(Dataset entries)

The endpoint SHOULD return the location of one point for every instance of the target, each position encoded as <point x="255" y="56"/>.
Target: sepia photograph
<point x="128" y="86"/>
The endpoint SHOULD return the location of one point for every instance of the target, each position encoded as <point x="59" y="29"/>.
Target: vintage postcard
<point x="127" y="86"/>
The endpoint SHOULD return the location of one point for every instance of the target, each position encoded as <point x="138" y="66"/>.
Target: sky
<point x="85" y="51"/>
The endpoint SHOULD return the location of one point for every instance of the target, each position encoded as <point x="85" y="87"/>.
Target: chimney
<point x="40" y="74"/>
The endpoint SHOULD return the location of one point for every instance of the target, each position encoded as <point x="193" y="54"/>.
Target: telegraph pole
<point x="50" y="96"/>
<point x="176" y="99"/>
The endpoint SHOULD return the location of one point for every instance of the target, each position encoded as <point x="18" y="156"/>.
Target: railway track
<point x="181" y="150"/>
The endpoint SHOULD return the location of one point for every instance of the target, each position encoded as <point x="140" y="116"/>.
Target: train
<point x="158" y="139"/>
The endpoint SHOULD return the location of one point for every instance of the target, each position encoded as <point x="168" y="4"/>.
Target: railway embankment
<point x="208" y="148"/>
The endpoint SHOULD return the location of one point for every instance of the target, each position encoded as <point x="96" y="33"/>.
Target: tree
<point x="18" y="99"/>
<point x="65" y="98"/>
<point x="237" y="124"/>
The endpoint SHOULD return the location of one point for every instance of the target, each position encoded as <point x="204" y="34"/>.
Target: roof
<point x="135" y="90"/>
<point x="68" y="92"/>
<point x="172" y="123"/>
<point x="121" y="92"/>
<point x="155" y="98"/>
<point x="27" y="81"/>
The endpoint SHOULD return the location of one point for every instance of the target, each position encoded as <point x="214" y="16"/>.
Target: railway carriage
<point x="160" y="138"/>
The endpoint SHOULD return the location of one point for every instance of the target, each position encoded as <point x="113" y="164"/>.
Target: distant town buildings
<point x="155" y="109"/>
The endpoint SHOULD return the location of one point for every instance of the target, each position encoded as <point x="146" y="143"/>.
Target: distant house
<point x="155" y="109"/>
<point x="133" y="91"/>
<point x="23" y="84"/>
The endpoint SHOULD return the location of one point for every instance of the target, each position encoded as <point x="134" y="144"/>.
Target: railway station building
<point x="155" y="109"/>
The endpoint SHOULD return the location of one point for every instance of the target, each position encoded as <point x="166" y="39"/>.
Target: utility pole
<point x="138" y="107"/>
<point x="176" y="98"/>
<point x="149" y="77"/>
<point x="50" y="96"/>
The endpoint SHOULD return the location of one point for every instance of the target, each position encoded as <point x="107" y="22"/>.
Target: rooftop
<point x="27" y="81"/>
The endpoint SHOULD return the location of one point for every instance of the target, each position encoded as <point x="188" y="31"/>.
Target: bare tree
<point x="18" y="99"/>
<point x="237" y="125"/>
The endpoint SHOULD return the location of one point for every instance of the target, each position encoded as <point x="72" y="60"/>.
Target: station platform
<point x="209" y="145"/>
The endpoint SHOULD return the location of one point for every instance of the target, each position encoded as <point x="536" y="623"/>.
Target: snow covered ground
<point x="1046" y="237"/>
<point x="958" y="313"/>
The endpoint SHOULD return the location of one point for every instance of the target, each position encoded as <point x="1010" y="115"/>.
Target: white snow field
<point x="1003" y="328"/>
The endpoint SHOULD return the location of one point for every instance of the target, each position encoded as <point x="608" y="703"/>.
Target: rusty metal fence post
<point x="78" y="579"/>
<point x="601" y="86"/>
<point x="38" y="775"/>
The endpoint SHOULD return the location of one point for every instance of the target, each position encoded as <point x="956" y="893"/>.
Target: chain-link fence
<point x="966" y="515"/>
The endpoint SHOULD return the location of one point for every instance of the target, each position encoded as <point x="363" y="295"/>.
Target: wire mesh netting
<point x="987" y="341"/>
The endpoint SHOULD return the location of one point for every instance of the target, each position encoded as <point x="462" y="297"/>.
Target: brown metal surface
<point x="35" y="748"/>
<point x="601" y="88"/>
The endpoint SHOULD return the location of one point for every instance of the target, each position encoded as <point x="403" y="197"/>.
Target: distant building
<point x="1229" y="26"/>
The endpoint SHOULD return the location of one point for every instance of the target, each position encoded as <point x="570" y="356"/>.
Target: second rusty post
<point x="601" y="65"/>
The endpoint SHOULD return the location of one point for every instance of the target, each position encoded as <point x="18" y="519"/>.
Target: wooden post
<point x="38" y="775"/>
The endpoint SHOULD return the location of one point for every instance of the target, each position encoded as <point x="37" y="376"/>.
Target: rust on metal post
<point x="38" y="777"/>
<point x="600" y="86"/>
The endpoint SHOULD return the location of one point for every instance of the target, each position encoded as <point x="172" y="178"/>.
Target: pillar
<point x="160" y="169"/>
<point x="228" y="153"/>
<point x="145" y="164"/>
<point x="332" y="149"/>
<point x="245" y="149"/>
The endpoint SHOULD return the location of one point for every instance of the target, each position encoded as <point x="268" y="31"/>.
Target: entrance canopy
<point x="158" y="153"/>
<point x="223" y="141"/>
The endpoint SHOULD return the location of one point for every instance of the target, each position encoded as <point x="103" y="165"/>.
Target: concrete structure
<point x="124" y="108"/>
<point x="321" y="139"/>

• WHAT YOU NEED TO DO
All of the data above should be reproduced exactly.

• EXERCISE OUTPUT
The endpoint SHOULD return the location of one point for every instance of the target, each position encoded as <point x="255" y="56"/>.
Target: sepia photograph
<point x="128" y="86"/>
The endpoint SHOULD return the location of one point for every instance of the target, each position encoded as <point x="59" y="29"/>.
Target: vintage postcard
<point x="127" y="86"/>
The endpoint SHOULD return the location of one point for every instance of the target, each position encoded as <point x="138" y="66"/>.
Target: sky
<point x="85" y="51"/>
The endpoint SHOULD return the location of one point for every instance of the target, each position encoded as <point x="85" y="87"/>.
Target: chimney
<point x="40" y="74"/>
The endpoint SHOULD return the location of one point for every instance of the target, each position encoded as <point x="193" y="54"/>.
Target: telegraph pole
<point x="50" y="96"/>
<point x="176" y="99"/>
The endpoint SHOULD return the location of one point for every instance of the target, each position encoded as <point x="18" y="156"/>.
Target: railway track
<point x="181" y="150"/>
The endpoint SHOULD return the location of one point for every instance of the target, each position encoded as <point x="140" y="116"/>.
Target: train
<point x="158" y="139"/>
The endpoint SHOULD return the location of one point for every instance of the target, each position encoded as <point x="168" y="4"/>.
Target: railway embankment
<point x="208" y="148"/>
The endpoint SHOULD return the location of one point for every instance of the target, each position encoded as <point x="96" y="33"/>.
Target: tree
<point x="18" y="99"/>
<point x="65" y="98"/>
<point x="237" y="124"/>
The endpoint SHOULD return the location of one point for every instance of the target, each position encoded as <point x="204" y="34"/>.
Target: roof
<point x="135" y="90"/>
<point x="68" y="92"/>
<point x="172" y="123"/>
<point x="121" y="92"/>
<point x="155" y="98"/>
<point x="27" y="81"/>
The endpoint SHOULD return the location of one point for every instance of the target, each position encoded as <point x="214" y="16"/>.
Target: railway carriage
<point x="160" y="138"/>
The endpoint SHOULD return the location of one point for every instance of the target, each position encoded as <point x="113" y="164"/>.
Target: distant town buildings
<point x="155" y="109"/>
The endpoint SHOULD return the location of one point for every instance of the target, each position encoded as <point x="146" y="143"/>.
Target: distant house
<point x="155" y="109"/>
<point x="133" y="91"/>
<point x="23" y="84"/>
The endpoint SHOULD return the location of one point for every instance of the target, each position encoded as <point x="134" y="144"/>.
Target: railway station building
<point x="155" y="109"/>
The endpoint SHOULD return the location of one point for every instance of the target, each position encoded as <point x="166" y="39"/>.
Target: utility pole
<point x="138" y="107"/>
<point x="176" y="98"/>
<point x="149" y="77"/>
<point x="50" y="96"/>
The endpoint SHOULD return the location of one point for every instance of the target, each position encoded as <point x="107" y="22"/>.
Target: rooftop
<point x="27" y="81"/>
The endpoint SHOULD return the location of one point for every instance of the target, each position encoded as <point x="188" y="31"/>.
Target: bare tree
<point x="18" y="99"/>
<point x="237" y="125"/>
The endpoint SHOULD return the location of one point for every instance of the target, each position encoded as <point x="72" y="60"/>.
Target: station platform
<point x="209" y="145"/>
The endpoint SHOULD return the location of one point for every instance of the target, each position encoded as <point x="536" y="623"/>.
Target: snow covered ground
<point x="1046" y="237"/>
<point x="958" y="313"/>
The endpoint SHOULD return the location of one point for every instance of the target, each position encoded as <point x="1010" y="115"/>.
Target: white snow field
<point x="1003" y="328"/>
The endpoint SHOULD return the location of one point for every instance of the target, each position encoded as <point x="608" y="703"/>.
Target: rusty metal fence post
<point x="78" y="579"/>
<point x="601" y="86"/>
<point x="38" y="775"/>
The endpoint SHOULD return the location of one point for every instance of the target, each position encoded as <point x="956" y="893"/>.
Target: chain-link fence
<point x="966" y="515"/>
The endpoint SHOULD return the location of one point for every instance of the target, each position encoded as <point x="363" y="295"/>.
Target: wire mesh netting
<point x="987" y="341"/>
The endpoint SHOULD return the location of one point for every instance of the target, each position encoded as <point x="462" y="297"/>.
Target: brown metal surface
<point x="35" y="748"/>
<point x="601" y="88"/>
The endpoint SHOULD return the location of one point for every instance of the target, each position encoded as <point x="403" y="197"/>.
Target: distant building
<point x="1229" y="26"/>
The endpoint SHOULD return the location of one point for every instance of the target, each position encoded as <point x="570" y="356"/>.
Target: second rusty post
<point x="601" y="65"/>
The endpoint SHOULD return the location of one point for every instance of the target, each position encoded as <point x="18" y="519"/>.
Target: wooden post
<point x="38" y="775"/>
The endpoint SHOULD return the location of one point for every instance of the target, each position encoded as <point x="37" y="376"/>.
Target: rust on metal post
<point x="38" y="777"/>
<point x="600" y="86"/>
The endpoint SHOULD return the location of one point for every instance of the target, each position encoded as <point x="172" y="178"/>.
Target: pillar
<point x="160" y="169"/>
<point x="228" y="153"/>
<point x="145" y="164"/>
<point x="332" y="149"/>
<point x="245" y="149"/>
The endpoint SHOULD return the location of one point for every instance of the target, each position encoded as <point x="268" y="31"/>.
Target: entrance canopy
<point x="158" y="153"/>
<point x="223" y="141"/>
The endpoint SHOULD return the location of one point for every instance of the target, each position encoded as <point x="103" y="165"/>.
Target: concrete structure
<point x="124" y="108"/>
<point x="321" y="139"/>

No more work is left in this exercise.